### Document
** Begin **
'I know I am comparatively successful, but not compared to the people I compare myself to.'
(From Jokes, Jokes, Jokes by Jenny Eclair)
My go-to comfort watch - whenever I feel overwhelmed or anxious - is Modern Family. You can tell how sustained a period of anxiety is, by how far I get in my rewatch (I always start at season one). Currently I am watching season five, and I think I might stop soon, a sign that I’m coming out the other side. This is about average.
Yesterday’s episode was set in Las Vegas. Jay (the patriarch of the family, for those not familiar with the brilliant sitcom) has been given a free trip there and takes the whole gang. They are staying at the Excelsior and have been given special access to ‘Excelsior Plus’ level, which includes a ‘bath butler’ played wonderfully by Stephen Merchant. Everyone is thrilled and revelling in the luxury of their ‘Excelsior Plus’ status, until they find out there is another level above them ‘Excelsior Platinum’ (which includes a shaving butler) and suddenly, ‘Excelsior Plus’ doesn’t seem so wonderful after all.
I have always been competitive. I was never sporty at school, but I was clever, so quizzes and debates were my thing (did I mention I was also insufferable). I was the (really annoying) girl at school whose hand was up before the teacher had finished asking a question, so desperate was I to be the first.
As I got older, and more self-aware I realised that this wasn’t a particularly attractive trait, so spent a lot of my teens and early twenties trying to keep it hidden from prospective friends and partners for as long as possible. I pretended to be a very relaxed, chilled out person, who never thought about my performance in comparison to anyone else until I couldn’t help myself, and it popped out like a jack-in-the-box, usually during a pub quiz, or a game of Trivial Pursuit.
** End **
### Extracted information
** Begin **
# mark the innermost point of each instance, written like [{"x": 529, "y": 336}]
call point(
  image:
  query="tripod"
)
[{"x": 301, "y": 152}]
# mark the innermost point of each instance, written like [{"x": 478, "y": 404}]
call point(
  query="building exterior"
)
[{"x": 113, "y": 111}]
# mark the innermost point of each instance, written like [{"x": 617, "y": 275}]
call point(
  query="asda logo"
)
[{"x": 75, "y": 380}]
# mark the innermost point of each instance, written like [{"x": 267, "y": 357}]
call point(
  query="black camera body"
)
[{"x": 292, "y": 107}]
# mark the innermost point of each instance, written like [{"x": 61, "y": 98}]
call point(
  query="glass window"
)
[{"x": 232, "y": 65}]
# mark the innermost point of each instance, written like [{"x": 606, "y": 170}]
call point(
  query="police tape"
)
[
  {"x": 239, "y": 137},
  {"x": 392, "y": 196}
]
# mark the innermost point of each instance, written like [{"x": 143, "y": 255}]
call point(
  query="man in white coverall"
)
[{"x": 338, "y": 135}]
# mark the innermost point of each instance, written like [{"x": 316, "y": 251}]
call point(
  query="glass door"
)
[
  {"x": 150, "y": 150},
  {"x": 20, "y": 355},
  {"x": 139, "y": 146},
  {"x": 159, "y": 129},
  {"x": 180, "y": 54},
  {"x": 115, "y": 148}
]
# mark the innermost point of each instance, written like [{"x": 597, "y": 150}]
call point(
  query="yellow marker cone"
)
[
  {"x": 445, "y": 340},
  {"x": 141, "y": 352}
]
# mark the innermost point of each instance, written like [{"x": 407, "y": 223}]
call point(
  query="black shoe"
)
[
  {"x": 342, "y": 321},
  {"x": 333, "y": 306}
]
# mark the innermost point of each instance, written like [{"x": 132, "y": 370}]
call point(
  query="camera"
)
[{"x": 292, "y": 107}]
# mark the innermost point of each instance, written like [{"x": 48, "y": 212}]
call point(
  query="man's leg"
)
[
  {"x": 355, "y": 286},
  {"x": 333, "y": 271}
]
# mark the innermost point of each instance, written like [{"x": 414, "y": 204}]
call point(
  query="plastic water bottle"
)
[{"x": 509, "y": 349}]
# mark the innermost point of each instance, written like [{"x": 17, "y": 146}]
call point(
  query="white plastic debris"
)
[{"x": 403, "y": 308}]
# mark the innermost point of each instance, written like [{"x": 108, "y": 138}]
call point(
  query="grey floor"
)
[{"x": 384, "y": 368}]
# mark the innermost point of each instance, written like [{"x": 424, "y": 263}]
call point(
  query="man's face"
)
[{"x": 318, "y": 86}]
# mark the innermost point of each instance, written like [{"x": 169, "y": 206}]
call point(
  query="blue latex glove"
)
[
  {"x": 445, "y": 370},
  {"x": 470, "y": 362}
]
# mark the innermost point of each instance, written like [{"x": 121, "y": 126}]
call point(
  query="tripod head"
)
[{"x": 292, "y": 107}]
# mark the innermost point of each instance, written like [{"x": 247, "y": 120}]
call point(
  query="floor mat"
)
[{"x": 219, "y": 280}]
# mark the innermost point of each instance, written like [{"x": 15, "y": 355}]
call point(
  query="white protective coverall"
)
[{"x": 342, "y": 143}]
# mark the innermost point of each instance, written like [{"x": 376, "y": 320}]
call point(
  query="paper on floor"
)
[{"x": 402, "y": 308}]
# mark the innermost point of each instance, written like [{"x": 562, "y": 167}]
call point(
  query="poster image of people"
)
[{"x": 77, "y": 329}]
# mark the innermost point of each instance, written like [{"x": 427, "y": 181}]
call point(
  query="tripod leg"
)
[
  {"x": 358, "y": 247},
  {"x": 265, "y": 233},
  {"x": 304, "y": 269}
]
** End **
Duplicate the passage of the essay on competitiveness starting with "I have always" and going on through "be the first.". The records have no connection to the essay on competitiveness.

### Task output
I have always been competitive. I was never sporty at school, but I was clever, so quizzes and debates were my thing (did I mention I was also insufferable). I was the (really annoying) girl at school whose hand was up before the teacher had finished asking a question, so desperate was I to be the first.